Revise the stretch of the comment on the 2011 Libyan war from "I am sure Libyan" through "by the civilians." so that "armed conflict" takes the place of "civil war".

Top of Passage to read

I am sure Libyan citizens would have led a better life ( compared to today) without the civil war. NATO did not start the war. If anything, It helped it end faster, with lesser loss of life. The choice was made by the civilians.

> On 19 February, several days after the conflict began, Saif al-Islam Gaddafi announced the creation of a commission of inquiry into the violence, chaired by a Libyan judge, as reported on state television. He stated that the commission was intended to be "for members of Libyan and foreign organizations of human rights" and that it will "investigate the circumstances and events that have caused many victims."[137] Caricature of Gaddafi, Al Bayda, April 2011

> Towards the end of February, it was reported that the Gaddafi government had suppressed protests in Tripoli by distributing automobiles, money and weapons for hired followers to drive around Tripoli and attack people showing signs of dissent.[182] In Tripoli, "death squads" of mercenaries and Revolutionary Committees members reportedly patrolled the streets and shot people who tried to take the dead off the streets or gather in groups.[183] The International Federation for Human Rights concluded on 24 February that Gaddafi was implementing a scorched earth strategy. The organization stated that "It is reasonable to fear that he has, in fact, decided to largely eliminate, wherever he still can, Libyan citizens who stood up against his regime and furthermore, to systematically and indiscriminately repress civilians. These acts can be characterized as crimes against humanity, as defined in Article 7 of the Rome Statute of the International Criminal Court."[184]

> In May 2011, International Criminal Court (ICC) chief prosecutor Luis Moreno-Ocampo estimated that 500–700 people were killed by security forces in February 2011, before the rebels took up arms. According to Moreno-Ocampo, "shooting at protesters was systematic".[185]

https://en.wikipedia.org/wiki/Libyan_Civil_War_(2011)

Bottom of Passage to read
Top of Data for review

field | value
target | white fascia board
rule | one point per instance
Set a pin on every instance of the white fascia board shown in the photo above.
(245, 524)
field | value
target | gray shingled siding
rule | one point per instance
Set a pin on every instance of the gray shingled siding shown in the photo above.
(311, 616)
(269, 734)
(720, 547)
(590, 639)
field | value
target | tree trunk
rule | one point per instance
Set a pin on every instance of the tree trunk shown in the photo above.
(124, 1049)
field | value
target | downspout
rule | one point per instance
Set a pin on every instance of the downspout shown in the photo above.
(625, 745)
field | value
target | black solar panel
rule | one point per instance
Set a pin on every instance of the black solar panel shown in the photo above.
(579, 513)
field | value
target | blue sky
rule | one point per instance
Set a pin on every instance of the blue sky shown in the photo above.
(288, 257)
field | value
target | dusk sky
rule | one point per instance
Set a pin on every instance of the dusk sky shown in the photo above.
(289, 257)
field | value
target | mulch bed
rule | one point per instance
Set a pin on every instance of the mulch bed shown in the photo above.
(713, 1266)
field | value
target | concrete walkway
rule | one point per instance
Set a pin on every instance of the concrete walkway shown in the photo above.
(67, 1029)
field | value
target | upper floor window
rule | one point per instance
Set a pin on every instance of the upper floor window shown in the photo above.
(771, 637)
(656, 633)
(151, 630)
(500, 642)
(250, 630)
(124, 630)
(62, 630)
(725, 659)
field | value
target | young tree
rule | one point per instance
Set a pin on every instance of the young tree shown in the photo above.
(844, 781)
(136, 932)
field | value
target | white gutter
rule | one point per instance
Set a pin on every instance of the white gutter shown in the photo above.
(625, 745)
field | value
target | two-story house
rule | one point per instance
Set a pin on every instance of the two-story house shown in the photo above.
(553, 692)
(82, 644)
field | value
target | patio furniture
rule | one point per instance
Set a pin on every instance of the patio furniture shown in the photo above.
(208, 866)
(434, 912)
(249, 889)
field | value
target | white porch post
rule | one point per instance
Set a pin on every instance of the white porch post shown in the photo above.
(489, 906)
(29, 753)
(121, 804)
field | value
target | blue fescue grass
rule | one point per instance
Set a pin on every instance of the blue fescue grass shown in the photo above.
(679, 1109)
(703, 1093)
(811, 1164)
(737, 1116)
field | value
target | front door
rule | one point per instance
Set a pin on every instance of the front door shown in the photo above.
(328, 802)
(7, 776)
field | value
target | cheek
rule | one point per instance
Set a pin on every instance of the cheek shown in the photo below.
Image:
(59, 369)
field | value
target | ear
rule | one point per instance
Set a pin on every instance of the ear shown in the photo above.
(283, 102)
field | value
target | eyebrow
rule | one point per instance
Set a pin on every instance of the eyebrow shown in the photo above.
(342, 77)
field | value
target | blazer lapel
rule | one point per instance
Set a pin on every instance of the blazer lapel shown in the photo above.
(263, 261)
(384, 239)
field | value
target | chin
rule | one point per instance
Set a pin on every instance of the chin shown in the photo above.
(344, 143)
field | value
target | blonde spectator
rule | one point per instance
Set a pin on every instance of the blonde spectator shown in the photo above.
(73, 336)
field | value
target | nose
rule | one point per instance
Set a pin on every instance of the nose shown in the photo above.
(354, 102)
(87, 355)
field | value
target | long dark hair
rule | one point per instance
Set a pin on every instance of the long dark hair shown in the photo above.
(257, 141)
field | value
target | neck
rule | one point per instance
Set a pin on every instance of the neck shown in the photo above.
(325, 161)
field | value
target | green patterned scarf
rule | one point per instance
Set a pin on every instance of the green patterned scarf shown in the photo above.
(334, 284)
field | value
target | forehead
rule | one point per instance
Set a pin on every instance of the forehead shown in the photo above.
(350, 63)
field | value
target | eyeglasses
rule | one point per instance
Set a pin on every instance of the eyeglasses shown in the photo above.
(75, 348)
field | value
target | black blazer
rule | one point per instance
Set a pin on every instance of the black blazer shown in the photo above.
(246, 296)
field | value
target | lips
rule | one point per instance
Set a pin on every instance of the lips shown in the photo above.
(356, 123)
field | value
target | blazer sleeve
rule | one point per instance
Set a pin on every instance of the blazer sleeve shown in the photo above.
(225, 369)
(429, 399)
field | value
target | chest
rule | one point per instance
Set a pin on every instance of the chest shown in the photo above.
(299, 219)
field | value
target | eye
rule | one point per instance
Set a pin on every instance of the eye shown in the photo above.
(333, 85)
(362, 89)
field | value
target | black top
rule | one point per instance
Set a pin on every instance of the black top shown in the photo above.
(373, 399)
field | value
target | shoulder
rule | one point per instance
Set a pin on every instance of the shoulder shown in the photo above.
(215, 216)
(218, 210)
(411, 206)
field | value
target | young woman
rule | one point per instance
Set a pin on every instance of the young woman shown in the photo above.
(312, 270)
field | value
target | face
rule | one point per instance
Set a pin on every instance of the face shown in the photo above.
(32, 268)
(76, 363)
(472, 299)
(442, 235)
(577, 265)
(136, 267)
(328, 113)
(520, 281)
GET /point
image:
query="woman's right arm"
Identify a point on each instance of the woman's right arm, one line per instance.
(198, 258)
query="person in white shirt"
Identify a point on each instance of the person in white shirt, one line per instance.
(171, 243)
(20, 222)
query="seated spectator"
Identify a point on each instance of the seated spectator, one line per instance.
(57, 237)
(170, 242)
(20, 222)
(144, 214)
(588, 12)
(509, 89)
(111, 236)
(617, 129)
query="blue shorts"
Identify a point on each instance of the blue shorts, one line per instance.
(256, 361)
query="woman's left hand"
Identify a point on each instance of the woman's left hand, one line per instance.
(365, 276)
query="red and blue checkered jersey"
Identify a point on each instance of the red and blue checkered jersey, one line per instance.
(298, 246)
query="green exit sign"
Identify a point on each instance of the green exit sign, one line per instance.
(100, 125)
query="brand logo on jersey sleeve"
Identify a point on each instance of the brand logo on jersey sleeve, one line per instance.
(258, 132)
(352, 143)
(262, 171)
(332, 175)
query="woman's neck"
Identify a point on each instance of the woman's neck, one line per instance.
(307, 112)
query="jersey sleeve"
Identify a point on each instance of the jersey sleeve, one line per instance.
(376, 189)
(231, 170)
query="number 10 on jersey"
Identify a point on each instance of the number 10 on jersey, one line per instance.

Bottom of Data for review

▶ _Exercise output_:
I am sure Libyan citizens would have led a better life ( compared to today) without the armed conflict. NATO did not start the war. If anything, It helped it end faster, with lesser loss of life. The choice was made by the civilians.